> [Work task] Return each line of the entries that mentions the word "query".

Free-text object descriptions

================

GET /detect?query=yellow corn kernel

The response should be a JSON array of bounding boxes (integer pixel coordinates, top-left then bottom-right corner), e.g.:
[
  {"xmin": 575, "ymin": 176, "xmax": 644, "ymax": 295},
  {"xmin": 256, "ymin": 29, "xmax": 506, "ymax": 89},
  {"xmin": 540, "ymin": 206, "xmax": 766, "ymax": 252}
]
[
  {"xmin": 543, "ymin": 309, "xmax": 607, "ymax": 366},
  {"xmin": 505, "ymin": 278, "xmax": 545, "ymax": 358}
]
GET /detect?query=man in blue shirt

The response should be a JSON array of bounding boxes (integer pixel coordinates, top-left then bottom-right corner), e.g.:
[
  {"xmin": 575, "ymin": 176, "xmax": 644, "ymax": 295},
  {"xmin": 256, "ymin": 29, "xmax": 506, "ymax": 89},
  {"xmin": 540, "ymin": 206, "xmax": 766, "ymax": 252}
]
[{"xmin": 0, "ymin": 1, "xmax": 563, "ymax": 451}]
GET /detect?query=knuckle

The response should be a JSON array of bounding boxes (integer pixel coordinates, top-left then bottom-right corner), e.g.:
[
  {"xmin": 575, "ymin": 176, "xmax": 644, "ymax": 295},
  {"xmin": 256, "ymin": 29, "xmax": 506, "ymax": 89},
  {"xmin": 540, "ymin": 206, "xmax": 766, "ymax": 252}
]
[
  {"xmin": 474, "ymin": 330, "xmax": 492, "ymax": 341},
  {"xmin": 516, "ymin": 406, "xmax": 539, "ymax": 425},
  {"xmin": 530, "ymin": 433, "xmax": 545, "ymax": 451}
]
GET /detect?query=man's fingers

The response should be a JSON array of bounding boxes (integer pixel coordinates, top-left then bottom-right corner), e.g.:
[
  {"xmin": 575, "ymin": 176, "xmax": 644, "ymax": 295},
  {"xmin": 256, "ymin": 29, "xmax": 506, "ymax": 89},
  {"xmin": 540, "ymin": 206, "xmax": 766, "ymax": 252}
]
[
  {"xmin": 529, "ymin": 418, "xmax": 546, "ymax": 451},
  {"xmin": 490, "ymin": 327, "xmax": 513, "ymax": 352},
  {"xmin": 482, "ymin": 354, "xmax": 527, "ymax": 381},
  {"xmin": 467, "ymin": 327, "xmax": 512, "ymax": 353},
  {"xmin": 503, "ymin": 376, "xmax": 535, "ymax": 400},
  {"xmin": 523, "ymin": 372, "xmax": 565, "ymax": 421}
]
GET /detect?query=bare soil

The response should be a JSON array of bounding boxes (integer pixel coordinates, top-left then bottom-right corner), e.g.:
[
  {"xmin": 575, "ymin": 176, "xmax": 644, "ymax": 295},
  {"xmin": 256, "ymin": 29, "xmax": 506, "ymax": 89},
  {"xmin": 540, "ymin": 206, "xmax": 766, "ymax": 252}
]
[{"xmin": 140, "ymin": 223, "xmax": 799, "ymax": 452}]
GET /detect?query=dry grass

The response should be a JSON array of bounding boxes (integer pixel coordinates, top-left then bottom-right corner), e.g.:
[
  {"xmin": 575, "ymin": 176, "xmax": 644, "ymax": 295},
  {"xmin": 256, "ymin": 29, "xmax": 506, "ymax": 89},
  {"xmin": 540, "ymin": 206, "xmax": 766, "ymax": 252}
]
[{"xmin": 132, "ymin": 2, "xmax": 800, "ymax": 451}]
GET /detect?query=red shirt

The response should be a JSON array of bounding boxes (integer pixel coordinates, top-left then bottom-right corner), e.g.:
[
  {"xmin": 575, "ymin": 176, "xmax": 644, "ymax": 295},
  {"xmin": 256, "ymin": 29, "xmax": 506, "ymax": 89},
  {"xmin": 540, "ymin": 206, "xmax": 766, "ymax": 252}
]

================

> [Result for this task]
GET /detect?query=yellow corn kernel
GET /detect?query=man in blue shirt
GET /detect?query=knuckle
GET /detect?query=man's fingers
GET /detect?query=bare soil
GET /detect?query=dry grass
GET /detect?query=red shirt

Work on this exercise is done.